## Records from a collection
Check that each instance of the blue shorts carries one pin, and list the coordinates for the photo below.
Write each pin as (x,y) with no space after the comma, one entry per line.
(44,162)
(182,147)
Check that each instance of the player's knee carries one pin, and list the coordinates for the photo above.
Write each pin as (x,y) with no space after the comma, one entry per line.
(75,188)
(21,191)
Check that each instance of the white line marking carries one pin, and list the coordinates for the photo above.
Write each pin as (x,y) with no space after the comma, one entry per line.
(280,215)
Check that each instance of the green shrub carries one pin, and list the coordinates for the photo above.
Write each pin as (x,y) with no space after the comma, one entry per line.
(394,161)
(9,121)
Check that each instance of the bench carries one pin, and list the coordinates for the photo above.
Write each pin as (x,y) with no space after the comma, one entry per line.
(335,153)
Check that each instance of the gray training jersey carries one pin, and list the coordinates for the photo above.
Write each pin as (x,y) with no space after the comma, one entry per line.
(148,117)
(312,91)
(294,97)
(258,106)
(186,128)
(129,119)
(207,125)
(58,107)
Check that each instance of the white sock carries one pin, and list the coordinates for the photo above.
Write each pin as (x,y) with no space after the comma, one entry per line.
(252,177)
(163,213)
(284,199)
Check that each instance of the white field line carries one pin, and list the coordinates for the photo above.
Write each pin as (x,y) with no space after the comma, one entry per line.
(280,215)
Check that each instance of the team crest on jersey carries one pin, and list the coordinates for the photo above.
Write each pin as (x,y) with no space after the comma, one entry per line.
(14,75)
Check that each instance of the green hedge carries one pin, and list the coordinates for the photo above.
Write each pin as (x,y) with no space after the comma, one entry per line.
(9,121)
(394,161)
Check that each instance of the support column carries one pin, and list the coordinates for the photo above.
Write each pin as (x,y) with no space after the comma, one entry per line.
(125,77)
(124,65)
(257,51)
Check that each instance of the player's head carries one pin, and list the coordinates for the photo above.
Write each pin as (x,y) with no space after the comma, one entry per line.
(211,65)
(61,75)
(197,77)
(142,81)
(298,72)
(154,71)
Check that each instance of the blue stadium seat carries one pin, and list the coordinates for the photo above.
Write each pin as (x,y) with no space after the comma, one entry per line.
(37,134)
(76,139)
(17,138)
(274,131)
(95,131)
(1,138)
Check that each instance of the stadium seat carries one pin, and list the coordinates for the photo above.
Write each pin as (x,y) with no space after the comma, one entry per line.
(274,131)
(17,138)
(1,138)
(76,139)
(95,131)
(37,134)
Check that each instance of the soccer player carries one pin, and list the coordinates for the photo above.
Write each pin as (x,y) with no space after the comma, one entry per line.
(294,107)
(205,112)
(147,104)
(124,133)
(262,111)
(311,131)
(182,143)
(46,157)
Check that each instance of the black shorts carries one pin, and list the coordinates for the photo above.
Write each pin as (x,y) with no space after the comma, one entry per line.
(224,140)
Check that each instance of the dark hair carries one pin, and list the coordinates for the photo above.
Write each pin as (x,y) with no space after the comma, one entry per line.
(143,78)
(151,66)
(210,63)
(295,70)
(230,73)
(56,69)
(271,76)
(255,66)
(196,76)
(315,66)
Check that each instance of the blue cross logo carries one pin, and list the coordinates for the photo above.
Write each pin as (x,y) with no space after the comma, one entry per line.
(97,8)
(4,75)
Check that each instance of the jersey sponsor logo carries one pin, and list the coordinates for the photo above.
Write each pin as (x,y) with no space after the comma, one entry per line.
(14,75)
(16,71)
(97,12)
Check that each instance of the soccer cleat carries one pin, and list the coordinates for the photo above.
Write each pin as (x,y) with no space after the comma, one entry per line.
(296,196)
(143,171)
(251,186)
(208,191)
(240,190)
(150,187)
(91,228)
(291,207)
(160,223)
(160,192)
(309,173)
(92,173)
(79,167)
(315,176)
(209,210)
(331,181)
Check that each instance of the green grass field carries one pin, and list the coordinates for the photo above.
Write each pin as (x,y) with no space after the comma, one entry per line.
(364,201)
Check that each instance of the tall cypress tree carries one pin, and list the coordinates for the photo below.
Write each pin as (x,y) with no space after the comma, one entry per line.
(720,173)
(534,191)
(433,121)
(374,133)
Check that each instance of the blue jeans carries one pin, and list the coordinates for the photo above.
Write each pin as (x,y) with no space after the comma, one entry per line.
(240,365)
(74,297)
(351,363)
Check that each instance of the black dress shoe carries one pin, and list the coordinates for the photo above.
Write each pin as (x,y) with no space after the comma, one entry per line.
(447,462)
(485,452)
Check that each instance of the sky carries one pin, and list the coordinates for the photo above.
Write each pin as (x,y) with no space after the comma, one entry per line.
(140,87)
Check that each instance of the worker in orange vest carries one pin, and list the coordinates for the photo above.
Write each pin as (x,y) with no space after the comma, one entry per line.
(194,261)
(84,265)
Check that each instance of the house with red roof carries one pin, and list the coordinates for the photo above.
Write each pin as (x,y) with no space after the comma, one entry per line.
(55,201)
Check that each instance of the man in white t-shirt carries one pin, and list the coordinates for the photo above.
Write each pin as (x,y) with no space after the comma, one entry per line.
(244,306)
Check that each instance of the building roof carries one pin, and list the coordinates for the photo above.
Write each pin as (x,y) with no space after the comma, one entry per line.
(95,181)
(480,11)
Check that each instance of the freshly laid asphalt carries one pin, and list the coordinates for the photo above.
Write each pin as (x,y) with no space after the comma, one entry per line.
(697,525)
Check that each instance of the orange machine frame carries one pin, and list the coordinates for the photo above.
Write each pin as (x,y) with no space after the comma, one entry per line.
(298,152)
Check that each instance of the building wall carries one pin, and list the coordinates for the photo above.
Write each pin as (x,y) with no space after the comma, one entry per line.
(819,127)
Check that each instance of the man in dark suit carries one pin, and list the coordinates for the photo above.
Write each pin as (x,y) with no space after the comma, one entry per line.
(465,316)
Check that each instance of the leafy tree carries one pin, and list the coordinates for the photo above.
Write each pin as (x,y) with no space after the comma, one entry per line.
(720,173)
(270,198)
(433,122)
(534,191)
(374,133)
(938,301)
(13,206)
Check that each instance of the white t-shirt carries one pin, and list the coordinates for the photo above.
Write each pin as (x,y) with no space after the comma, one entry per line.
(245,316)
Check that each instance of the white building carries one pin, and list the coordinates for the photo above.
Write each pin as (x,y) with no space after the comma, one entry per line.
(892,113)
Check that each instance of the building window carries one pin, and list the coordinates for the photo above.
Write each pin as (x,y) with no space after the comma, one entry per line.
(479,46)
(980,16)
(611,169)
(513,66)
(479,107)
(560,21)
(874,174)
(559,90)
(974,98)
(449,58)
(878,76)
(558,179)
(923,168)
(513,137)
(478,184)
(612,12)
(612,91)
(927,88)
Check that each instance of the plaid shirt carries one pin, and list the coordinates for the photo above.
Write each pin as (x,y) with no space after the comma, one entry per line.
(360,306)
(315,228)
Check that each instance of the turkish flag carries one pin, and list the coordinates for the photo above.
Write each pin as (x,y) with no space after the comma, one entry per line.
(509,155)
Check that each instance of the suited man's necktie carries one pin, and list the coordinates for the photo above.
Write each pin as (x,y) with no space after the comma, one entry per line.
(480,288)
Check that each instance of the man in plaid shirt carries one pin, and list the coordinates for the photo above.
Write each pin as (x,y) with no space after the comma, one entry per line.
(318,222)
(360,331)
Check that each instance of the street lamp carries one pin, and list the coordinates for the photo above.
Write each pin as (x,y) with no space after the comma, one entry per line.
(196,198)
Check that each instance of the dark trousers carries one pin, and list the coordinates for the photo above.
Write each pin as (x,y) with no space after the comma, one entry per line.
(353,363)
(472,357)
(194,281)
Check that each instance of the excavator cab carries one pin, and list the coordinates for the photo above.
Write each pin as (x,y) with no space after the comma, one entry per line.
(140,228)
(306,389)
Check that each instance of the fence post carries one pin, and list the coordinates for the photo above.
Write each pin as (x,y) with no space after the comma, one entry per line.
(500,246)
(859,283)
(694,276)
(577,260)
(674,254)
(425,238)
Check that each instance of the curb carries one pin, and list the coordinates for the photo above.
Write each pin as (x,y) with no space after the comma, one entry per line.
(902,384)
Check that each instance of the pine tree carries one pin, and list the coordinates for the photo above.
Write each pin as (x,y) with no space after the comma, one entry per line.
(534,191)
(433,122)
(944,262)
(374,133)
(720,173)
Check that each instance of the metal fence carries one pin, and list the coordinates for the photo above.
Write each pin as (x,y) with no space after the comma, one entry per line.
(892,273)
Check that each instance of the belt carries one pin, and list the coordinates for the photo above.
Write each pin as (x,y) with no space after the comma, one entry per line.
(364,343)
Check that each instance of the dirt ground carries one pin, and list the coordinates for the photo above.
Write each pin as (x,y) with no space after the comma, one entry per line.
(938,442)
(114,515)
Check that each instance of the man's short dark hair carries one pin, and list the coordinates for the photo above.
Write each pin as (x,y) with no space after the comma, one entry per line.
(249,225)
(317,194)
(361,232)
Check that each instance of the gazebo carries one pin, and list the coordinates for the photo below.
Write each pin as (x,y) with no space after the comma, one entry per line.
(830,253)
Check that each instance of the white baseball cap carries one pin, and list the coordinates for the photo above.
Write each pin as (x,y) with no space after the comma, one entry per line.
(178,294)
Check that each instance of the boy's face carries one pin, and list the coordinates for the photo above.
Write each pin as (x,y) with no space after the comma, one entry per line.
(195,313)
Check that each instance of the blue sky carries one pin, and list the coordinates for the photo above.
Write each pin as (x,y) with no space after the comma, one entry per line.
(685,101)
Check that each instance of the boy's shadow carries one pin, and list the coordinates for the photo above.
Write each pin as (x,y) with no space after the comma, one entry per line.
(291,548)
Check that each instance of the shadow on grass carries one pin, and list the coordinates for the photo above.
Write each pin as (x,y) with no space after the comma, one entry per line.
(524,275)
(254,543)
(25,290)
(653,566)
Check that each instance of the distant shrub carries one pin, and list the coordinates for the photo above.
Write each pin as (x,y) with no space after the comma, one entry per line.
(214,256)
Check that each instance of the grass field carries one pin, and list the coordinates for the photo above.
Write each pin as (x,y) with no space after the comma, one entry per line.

## YOUR OBJECTIVE
An exact copy of the lines above, from the one containing "Check that each instance of the player's knee" down to the one containing "Check that each instance of the player's head" and including both, is the whole answer; retype it and nothing else.

## SOLUTION TO THE EXERCISE
Check that each instance of the player's knee carries one pin, and list the coordinates for the photo above.
Write each pin as (x,y) with no space after the comma, one entry per line.
(75,188)
(21,191)
Check that each instance of the white line marking carries one pin, and list the coordinates for the photo above.
Write each pin as (x,y) with no space after the comma, one entry per line.
(280,215)
Check that each instance of the green shrub carries one pin, and list the coordinates for the photo above.
Write each pin as (x,y) with no space after the comma, one entry per line.
(394,161)
(9,121)
Check that each instance of the bench carries one pin, and list the coordinates for the photo above.
Write each pin as (x,y) with no space after the comma, one entry per line.
(335,153)
Check that each instance of the gray training jersey carries one pin, and list the coordinates for the photo above.
Write each pin as (x,y) with no space after the comma, one entry per line.
(148,117)
(312,91)
(294,97)
(258,106)
(186,128)
(129,119)
(207,125)
(58,107)
Check that each instance of the white sock carries one pin, and list the coordinates for the photo above.
Write each pin as (x,y) with no space after the comma, one entry per line.
(252,177)
(163,213)
(284,199)
Check that each instance of the white field line carries one pin, and list the coordinates for the photo above.
Write each pin as (x,y) with no space after the comma, one entry per line.
(280,215)
Check that each instance of the team crest on jersey carries one pin, and list the coordinates for the photo above.
Write each pin as (x,y) with no space after the comma, one entry per line.
(14,75)
Check that each instance of the green hedge carries one pin, and list the coordinates for the photo above.
Write each pin as (x,y) with no space after the comma, one entry per line.
(9,121)
(394,161)
Check that each instance of the support column carries one pin, and list the coordinates for the photo above.
Write each pin as (x,y) with no space after the comma, one entry per line.
(125,77)
(124,65)
(257,51)
Check that each instance of the player's head carries one pin, and list the coordinates for the photo above.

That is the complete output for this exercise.